• **Task inputs**:
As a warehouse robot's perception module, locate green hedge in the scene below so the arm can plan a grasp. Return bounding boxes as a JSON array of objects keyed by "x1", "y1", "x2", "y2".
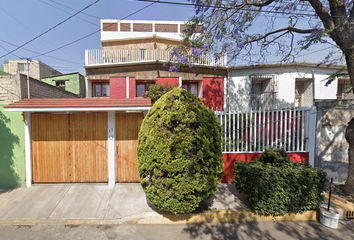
[
  {"x1": 233, "y1": 149, "x2": 326, "y2": 216},
  {"x1": 137, "y1": 88, "x2": 224, "y2": 213}
]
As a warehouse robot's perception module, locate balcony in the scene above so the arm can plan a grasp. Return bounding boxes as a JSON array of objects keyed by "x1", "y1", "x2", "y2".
[{"x1": 85, "y1": 49, "x2": 227, "y2": 67}]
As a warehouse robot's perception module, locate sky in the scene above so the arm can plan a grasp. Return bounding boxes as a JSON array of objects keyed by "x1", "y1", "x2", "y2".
[{"x1": 0, "y1": 0, "x2": 342, "y2": 74}]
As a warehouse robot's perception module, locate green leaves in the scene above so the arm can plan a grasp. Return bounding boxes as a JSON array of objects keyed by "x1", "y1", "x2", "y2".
[{"x1": 234, "y1": 149, "x2": 326, "y2": 216}]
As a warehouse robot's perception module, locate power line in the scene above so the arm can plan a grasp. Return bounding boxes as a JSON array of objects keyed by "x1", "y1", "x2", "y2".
[
  {"x1": 32, "y1": 1, "x2": 157, "y2": 58},
  {"x1": 0, "y1": 39, "x2": 80, "y2": 64},
  {"x1": 0, "y1": 6, "x2": 81, "y2": 61},
  {"x1": 0, "y1": 0, "x2": 100, "y2": 58},
  {"x1": 38, "y1": 0, "x2": 98, "y2": 26}
]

• **Problem requirements**: Please return every line of the records above that contains the string "objects".

• **Correct answer**:
As a warehouse robot's perception module, locate green hedge in the scene below so the arm can plan a grasp. Return bounding boxes as a JSON array of objects keyed by "x1", "y1", "x2", "y2".
As a warehouse robot's perception module, locate balcony in the scene above so the arm can plan a grasp. Return bounding boxes as a JSON array of objects keyed by "x1", "y1", "x2", "y2".
As a warehouse robot's perception module, locate sky in the scene above so the arm can plan a grasp. Return bounding boxes as a JSON array of objects keyed by "x1", "y1", "x2", "y2".
As a warehouse robot's perception module, locate green leaves in the scene above so the arm can plan a grasp. Return bounding boxes as a JSON array of objects keyed by "x1", "y1", "x2", "y2".
As a warehouse robot's perception module, locate power line in the scene above so the arm can plan a grasp. Return bounding boxes as a JSON array of objects keyed by "x1", "y1", "x2", "y2".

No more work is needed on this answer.